**AIM**
Copy everything in the records from the line containing "Detect yellow lettering" down to the line containing "625;156;679;245", both included, character for character.
══════════════════════════════
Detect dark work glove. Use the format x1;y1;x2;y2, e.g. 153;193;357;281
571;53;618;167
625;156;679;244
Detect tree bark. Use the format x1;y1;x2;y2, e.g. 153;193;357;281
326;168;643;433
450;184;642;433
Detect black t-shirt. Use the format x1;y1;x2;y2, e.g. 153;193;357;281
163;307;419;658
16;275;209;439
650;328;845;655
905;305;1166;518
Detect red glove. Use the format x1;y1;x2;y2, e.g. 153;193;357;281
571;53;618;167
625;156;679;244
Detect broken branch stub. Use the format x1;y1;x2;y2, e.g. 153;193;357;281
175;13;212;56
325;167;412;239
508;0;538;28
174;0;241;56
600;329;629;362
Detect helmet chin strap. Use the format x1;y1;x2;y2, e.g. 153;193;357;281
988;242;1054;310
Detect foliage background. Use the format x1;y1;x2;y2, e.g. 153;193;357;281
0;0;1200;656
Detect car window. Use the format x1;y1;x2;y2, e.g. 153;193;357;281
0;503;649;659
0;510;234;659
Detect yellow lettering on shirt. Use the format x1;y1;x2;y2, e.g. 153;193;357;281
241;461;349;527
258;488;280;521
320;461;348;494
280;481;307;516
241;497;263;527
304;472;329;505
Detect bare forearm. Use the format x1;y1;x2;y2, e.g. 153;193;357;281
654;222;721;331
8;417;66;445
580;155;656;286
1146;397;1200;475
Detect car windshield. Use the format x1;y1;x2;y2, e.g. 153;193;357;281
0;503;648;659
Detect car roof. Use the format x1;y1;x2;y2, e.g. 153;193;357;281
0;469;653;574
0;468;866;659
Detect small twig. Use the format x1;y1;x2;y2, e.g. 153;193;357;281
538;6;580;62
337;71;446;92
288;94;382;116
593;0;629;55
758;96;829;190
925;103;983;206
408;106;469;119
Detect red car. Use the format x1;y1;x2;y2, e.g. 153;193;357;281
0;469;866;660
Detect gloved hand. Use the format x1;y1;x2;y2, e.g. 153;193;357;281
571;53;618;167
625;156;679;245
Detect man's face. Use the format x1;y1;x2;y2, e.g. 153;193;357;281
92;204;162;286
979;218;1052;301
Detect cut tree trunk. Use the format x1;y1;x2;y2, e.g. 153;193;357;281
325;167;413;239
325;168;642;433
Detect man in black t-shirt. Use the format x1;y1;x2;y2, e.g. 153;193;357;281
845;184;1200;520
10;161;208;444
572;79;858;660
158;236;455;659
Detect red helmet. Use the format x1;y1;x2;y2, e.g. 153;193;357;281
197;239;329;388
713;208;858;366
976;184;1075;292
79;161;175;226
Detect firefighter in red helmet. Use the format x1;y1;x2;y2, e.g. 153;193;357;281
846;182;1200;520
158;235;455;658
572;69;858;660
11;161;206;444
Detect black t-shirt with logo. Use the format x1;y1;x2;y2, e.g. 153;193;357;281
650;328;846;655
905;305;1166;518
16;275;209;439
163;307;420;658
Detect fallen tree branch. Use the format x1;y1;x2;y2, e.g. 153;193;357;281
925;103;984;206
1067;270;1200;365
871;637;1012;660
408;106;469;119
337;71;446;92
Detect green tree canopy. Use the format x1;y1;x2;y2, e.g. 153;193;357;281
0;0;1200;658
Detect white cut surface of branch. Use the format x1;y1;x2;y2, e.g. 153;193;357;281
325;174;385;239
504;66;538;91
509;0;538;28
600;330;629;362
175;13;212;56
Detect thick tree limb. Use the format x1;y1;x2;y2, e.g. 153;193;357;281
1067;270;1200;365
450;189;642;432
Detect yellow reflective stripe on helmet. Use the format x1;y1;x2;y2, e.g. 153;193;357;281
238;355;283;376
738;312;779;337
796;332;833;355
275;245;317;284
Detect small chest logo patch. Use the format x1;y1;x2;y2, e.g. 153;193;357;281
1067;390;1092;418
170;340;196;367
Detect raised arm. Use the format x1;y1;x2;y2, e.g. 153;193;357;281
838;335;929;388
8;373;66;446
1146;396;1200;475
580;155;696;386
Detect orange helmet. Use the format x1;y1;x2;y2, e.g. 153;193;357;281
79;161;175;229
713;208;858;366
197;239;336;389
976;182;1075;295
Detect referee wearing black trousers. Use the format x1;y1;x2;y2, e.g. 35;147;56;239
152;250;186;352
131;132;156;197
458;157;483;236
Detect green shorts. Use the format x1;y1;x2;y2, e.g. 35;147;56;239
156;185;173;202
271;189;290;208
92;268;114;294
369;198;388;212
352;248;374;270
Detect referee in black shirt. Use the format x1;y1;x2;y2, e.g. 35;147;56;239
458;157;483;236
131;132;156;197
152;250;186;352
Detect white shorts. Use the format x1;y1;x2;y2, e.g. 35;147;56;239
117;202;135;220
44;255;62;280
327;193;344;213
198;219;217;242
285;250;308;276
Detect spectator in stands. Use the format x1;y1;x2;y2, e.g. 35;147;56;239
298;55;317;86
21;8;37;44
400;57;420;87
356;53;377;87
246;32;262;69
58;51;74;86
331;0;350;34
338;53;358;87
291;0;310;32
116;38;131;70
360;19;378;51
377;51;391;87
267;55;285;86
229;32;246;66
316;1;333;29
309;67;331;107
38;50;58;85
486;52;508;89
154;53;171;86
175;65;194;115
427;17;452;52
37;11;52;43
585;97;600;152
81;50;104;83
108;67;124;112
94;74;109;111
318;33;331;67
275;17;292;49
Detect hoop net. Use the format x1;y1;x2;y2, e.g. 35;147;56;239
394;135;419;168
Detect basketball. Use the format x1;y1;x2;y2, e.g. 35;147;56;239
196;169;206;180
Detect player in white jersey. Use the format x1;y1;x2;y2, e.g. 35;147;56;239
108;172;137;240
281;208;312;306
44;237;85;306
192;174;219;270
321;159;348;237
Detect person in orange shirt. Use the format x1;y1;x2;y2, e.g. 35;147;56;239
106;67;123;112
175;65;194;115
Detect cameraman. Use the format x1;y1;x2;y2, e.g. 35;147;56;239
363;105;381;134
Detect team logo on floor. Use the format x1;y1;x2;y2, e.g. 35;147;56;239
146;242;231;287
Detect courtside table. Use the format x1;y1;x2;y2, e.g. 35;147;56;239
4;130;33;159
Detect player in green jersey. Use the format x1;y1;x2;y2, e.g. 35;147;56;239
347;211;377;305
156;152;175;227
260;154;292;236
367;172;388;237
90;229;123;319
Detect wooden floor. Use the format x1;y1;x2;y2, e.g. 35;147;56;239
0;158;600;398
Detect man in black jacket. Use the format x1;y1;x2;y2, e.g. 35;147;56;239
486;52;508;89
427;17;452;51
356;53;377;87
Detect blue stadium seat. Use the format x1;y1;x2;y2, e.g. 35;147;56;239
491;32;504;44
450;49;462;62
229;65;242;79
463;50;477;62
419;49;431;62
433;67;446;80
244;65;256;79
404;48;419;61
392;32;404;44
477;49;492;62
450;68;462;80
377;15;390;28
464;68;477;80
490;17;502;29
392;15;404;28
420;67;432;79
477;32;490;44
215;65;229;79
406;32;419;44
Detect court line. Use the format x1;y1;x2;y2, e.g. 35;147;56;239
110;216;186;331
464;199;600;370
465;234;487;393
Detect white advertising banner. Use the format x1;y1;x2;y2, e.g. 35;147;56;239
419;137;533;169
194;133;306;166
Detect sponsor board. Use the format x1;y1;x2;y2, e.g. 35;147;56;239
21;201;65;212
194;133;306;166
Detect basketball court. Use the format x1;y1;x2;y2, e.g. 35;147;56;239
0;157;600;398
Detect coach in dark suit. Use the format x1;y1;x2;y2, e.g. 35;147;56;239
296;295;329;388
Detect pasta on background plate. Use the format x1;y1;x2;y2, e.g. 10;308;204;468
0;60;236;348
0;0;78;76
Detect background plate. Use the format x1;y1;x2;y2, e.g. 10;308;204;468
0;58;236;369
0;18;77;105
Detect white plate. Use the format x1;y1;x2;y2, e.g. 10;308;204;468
══════════════════════════════
**COMPLETE ANSWER**
Detect yellow lettering on shirt. Use the format x1;y1;x2;y2, e.g. 153;193;357;281
241;461;349;527
258;488;280;521
320;461;348;494
280;481;307;516
241;497;263;527
304;472;329;505
Detect bare forearm. Use the format x1;y1;x2;y2, e.g. 153;193;357;281
654;222;721;331
8;417;66;445
580;155;656;286
1146;397;1200;475
Detect car windshield. Use the format x1;y1;x2;y2, e.g. 153;193;357;281
0;503;648;659
Detect car roof. Use the format x1;y1;x2;y2, e.g. 153;193;357;281
0;469;653;574
0;468;866;659
Detect small twig. Use the format x1;y1;x2;y2, e.g. 153;193;357;281
538;6;580;62
337;71;446;92
288;94;382;116
593;0;629;55
758;96;829;190
925;103;983;206
408;106;469;119
Detect red car. Use the format x1;y1;x2;y2, e.g. 153;193;357;281
0;469;866;660
Detect gloved hand. Use the format x1;y1;x2;y2, e.g. 153;193;357;281
571;53;618;167
625;156;679;245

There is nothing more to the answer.